**TEXTAUSZUG**
Remdesivir gibt es als Konzentrat und als Lyophilisat zur Herstellung einer Lösung für die intravenöse Gabe.

Verwendung im Zusammenhang mit Impfstoffbelastungsstudien

In Großbritannien sind ab Anfang 2021 Impfstoffstudien geplant, bei denen man Freiwillige mit SARS-CoV-2-Viren infiziert. Die Probanden sollen direkt nach der Infektion mit Remdesivir behandelt werden.

Nebenwirkungen

Als häufigste Nebenwirkungen bei gesunden Probanden traten erhöhte Werte für Leberenzyme (ALT, AST) auf, die bei 14 % beobachtet wurden. Die häufigste Nebenwirkung bei COVID-19-Patienten ist Übelkeit. Ferner können häufig Hautausschläge und Kopfschmerzen auftreten.

Die EMA gab Anfang Oktober 2020 bekannt, Hinweisen über akute Nierenschäden bei mit Remdesivir behandelten Patienten nachzugehen.

Produktion und Verfügbarkeit

Im April 2020 waren laut Hersteller 1,5 Millionen Dosen Remdesivir verfügbar oder kurz vor Fertigstellung. Soweit erforderlich könnten 2021 mehrere Millionen Patienten behandelt werden. Da laut Herstellerangaben von Ende April eine fünftägige Behandlung ausreichend sei, könnten mehr Patienten behandelt werden.

Die Produktion von Remdesivir nahm laut Herstellerangaben anfangs neun bis zwölf Monate in Anspruch. Später wurde sie auf etwa sechs Monate verkürzt. Weitere Optimierungen seien in Arbeit. Geprüft würden veränderte Rezepturen, Verabreichungsformen und Kombinationstherapien.

Gespeicherte Dateneinträge:
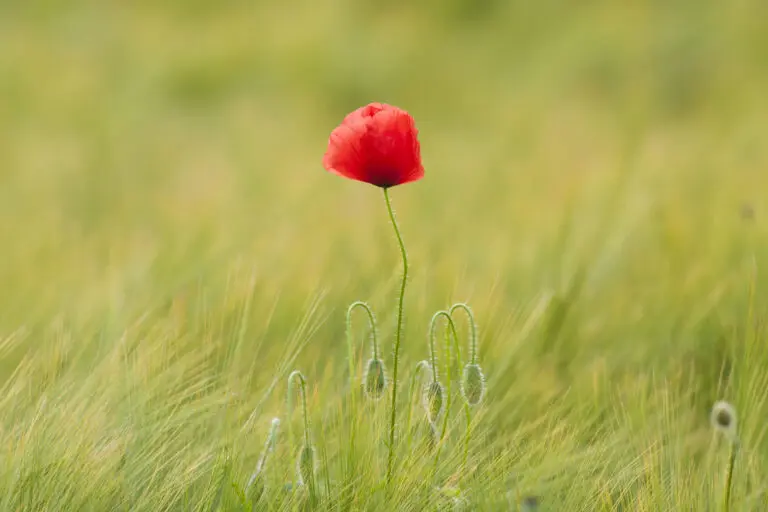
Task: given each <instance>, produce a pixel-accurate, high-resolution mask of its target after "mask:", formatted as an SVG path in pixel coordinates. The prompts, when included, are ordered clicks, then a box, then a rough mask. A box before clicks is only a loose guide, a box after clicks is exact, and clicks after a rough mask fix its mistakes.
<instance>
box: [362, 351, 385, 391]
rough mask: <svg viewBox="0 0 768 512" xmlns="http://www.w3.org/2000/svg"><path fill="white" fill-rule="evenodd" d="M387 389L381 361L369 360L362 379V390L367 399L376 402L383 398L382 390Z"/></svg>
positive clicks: (366, 366)
mask: <svg viewBox="0 0 768 512" xmlns="http://www.w3.org/2000/svg"><path fill="white" fill-rule="evenodd" d="M386 388H387V374H386V369H385V368H384V362H383V361H382V360H381V359H377V358H374V359H369V360H368V364H367V365H366V367H365V377H364V378H363V389H364V390H365V394H366V395H367V396H368V398H371V399H373V400H378V399H380V398H381V397H382V396H384V390H385V389H386Z"/></svg>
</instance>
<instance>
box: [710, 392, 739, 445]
mask: <svg viewBox="0 0 768 512" xmlns="http://www.w3.org/2000/svg"><path fill="white" fill-rule="evenodd" d="M710 419H711V421H712V426H713V427H714V429H715V430H718V431H720V432H722V433H723V434H725V436H726V437H727V438H728V439H729V440H731V441H735V440H736V439H737V436H736V423H737V421H736V409H735V408H734V407H733V406H732V405H731V404H729V403H728V402H724V401H719V402H716V403H715V405H714V406H712V415H711V418H710Z"/></svg>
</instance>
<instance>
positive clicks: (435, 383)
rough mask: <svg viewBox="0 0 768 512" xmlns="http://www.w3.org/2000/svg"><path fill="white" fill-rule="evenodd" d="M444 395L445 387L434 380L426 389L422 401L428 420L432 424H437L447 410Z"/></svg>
mask: <svg viewBox="0 0 768 512" xmlns="http://www.w3.org/2000/svg"><path fill="white" fill-rule="evenodd" d="M443 394H444V393H443V385H442V384H440V382H439V381H436V380H433V381H432V382H430V383H429V384H427V385H426V386H425V387H424V394H423V396H422V401H423V405H424V410H425V411H426V412H427V419H428V420H429V422H430V423H432V424H437V422H438V421H439V420H440V417H441V416H442V415H443V409H444V408H445V403H444V400H443Z"/></svg>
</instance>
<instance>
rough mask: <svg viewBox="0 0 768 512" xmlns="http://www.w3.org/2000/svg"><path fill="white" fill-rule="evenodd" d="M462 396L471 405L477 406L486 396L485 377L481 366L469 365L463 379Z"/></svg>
mask: <svg viewBox="0 0 768 512" xmlns="http://www.w3.org/2000/svg"><path fill="white" fill-rule="evenodd" d="M461 394H462V396H463V397H464V400H466V401H467V403H468V404H469V405H477V404H479V403H480V402H481V401H482V400H483V395H485V375H483V370H482V369H481V368H480V365H477V364H468V365H467V366H465V367H464V375H463V377H462V379H461Z"/></svg>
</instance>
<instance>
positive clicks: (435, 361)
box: [427, 311, 448, 381]
mask: <svg viewBox="0 0 768 512" xmlns="http://www.w3.org/2000/svg"><path fill="white" fill-rule="evenodd" d="M441 316H446V313H445V311H438V312H437V313H435V314H434V315H432V320H430V322H429V333H428V336H427V340H428V341H429V367H430V370H432V380H433V381H437V377H438V372H437V351H436V350H435V328H436V327H437V319H438V318H440V317H441ZM447 360H448V354H446V361H447Z"/></svg>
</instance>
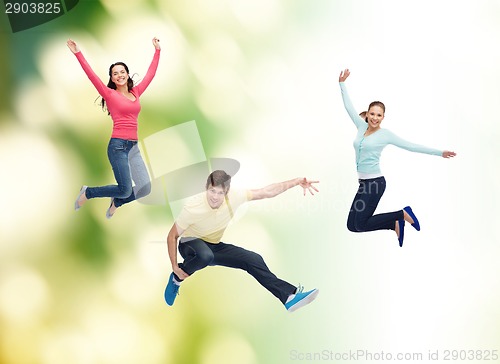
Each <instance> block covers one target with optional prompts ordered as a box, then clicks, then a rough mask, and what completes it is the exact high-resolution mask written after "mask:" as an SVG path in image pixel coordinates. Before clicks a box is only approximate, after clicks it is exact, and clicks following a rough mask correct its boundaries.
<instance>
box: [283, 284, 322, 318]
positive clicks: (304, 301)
mask: <svg viewBox="0 0 500 364" xmlns="http://www.w3.org/2000/svg"><path fill="white" fill-rule="evenodd" d="M303 290H304V287H302V286H299V287H298V288H297V293H295V294H293V295H290V298H289V300H288V301H287V302H286V303H285V307H286V309H287V310H288V312H293V311H295V310H298V309H299V308H301V307H303V306H305V305H307V304H308V303H311V302H312V301H314V299H315V298H316V296H317V295H318V293H319V290H318V289H313V290H311V291H308V292H302V291H303Z"/></svg>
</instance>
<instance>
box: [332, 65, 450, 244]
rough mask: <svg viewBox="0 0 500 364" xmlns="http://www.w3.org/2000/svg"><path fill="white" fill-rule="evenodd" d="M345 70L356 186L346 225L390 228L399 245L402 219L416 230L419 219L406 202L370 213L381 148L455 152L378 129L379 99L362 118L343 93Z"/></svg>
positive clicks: (381, 150) (433, 153)
mask: <svg viewBox="0 0 500 364" xmlns="http://www.w3.org/2000/svg"><path fill="white" fill-rule="evenodd" d="M349 74H350V72H349V70H348V69H346V70H344V71H343V72H341V73H340V76H339V83H340V90H341V92H342V99H343V101H344V106H345V108H346V110H347V113H348V114H349V116H350V117H351V119H352V121H353V122H354V125H355V126H356V128H357V129H358V132H357V134H356V138H355V139H354V149H355V151H356V167H357V171H358V178H359V188H358V191H357V193H356V196H355V197H354V201H353V202H352V205H351V209H350V211H349V216H348V218H347V228H348V229H349V230H350V231H353V232H365V231H375V230H394V231H395V232H396V235H397V236H398V241H399V246H403V239H404V226H405V221H408V222H409V223H410V224H411V225H412V226H413V227H414V228H415V229H416V230H420V224H419V221H418V219H417V217H416V216H415V214H414V213H413V211H412V209H411V207H410V206H406V207H405V208H403V209H401V210H398V211H394V212H388V213H383V214H377V215H374V212H375V210H376V208H377V205H378V203H379V201H380V198H381V197H382V195H383V194H384V191H385V186H386V183H385V178H384V176H383V174H382V172H381V171H380V165H379V162H380V154H381V153H382V150H383V149H384V148H385V147H386V146H387V145H389V144H392V145H395V146H397V147H399V148H403V149H406V150H409V151H411V152H417V153H425V154H431V155H436V156H441V157H443V158H451V157H454V156H455V155H456V153H455V152H450V151H447V150H444V151H442V150H438V149H433V148H428V147H425V146H423V145H418V144H414V143H410V142H408V141H406V140H404V139H401V138H400V137H398V136H397V135H396V134H394V133H392V132H391V131H389V130H387V129H382V128H381V127H380V124H381V123H382V120H384V114H385V105H384V104H383V103H382V102H380V101H374V102H372V103H371V104H370V106H369V107H368V111H367V112H366V118H365V119H364V120H363V119H362V118H361V117H360V116H359V115H358V113H357V112H356V110H355V109H354V107H353V105H352V103H351V100H350V99H349V95H348V94H347V89H346V86H345V83H344V82H345V80H346V79H347V77H349Z"/></svg>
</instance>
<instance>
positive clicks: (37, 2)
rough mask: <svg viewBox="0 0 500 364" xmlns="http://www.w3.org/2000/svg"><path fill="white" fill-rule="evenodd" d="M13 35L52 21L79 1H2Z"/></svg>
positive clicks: (21, 0) (57, 0)
mask: <svg viewBox="0 0 500 364" xmlns="http://www.w3.org/2000/svg"><path fill="white" fill-rule="evenodd" d="M3 2H4V5H5V14H7V16H8V18H9V22H10V27H11V29H12V32H13V33H16V32H20V31H23V30H27V29H30V28H33V27H36V26H39V25H41V24H44V23H47V22H49V21H51V20H54V19H56V18H58V17H60V16H62V15H64V14H66V13H67V12H68V11H70V10H71V9H73V8H74V7H75V6H76V5H77V4H78V2H79V0H4V1H3Z"/></svg>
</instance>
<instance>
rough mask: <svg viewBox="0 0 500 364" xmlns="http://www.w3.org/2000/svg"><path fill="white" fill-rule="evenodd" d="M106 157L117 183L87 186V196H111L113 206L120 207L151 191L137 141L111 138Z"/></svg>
mask: <svg viewBox="0 0 500 364" xmlns="http://www.w3.org/2000/svg"><path fill="white" fill-rule="evenodd" d="M108 159H109V162H110V163H111V167H112V168H113V173H114V175H115V179H116V182H117V183H118V184H117V185H108V186H101V187H89V188H87V191H86V193H85V195H86V196H87V198H96V197H113V198H114V199H115V206H116V207H120V206H121V205H123V204H126V203H128V202H131V201H134V200H136V199H138V198H141V197H144V196H147V195H148V194H149V193H150V192H151V181H150V179H149V175H148V170H147V168H146V165H145V164H144V161H143V160H142V157H141V152H140V150H139V147H138V145H137V141H134V140H125V139H118V138H111V140H110V141H109V144H108ZM132 181H133V182H134V184H135V186H134V187H132Z"/></svg>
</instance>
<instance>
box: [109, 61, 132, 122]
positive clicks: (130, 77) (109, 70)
mask: <svg viewBox="0 0 500 364" xmlns="http://www.w3.org/2000/svg"><path fill="white" fill-rule="evenodd" d="M115 66H123V67H124V68H125V71H127V75H129V77H128V80H127V87H128V91H129V92H130V90H131V89H132V88H133V87H134V81H133V80H132V77H130V74H129V71H128V67H127V65H126V64H125V63H123V62H116V63H113V64H112V65H111V66H109V72H108V74H109V81H108V84H107V86H108V87H109V88H110V89H113V90H116V85H115V83H114V82H113V81H111V73H112V72H113V67H115ZM101 107H102V110H103V111H107V112H108V115H109V110H108V109H107V108H106V100H104V98H101Z"/></svg>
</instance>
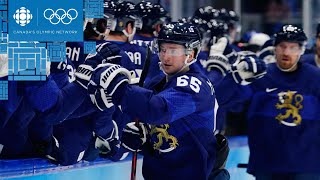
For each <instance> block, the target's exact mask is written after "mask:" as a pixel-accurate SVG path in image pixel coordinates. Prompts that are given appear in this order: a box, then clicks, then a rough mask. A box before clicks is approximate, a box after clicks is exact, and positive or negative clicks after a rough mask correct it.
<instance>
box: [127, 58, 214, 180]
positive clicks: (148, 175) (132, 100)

**ÜBUNGSAUFGABEN**
A) Welche Dinge werden laut dem Text über Remdesivir im Rahmen weiterer Optimierungen geprüft? Zählen Sie alle auf.
B) Setzen Sie den Text über Remdesivir bitte nach seinem letzten Satz fort.

**LÖSUNGEN**
A) Veränderte Rezepturen, Verabreichungsformen und Kombinationstherapien.

B)
Gilead Sciences investierte im Jahre 2020 mehr als eine Milliarde US-Dollar in die Remdesivir-Produktion. Laut Unternehmensaussage von Anfang August 2020 umfasse das Produktionsnetzwerk mehr als 40 Unternehmen in Nordamerika, Europa und Asien. Gegenüber Januar 2020 wurde die Produktion verfünfzigfacht. Bis Ende 2020 sollen Dosen für mehr als zwei Millionen Behandlungen produziert werden. Der britische Pharmakologe Andrew Hill schätzte im April 2020 die minimalen Produktionskosten einer Tagesdosis auf 0,93 US-Dollar bzw. 93 Cent.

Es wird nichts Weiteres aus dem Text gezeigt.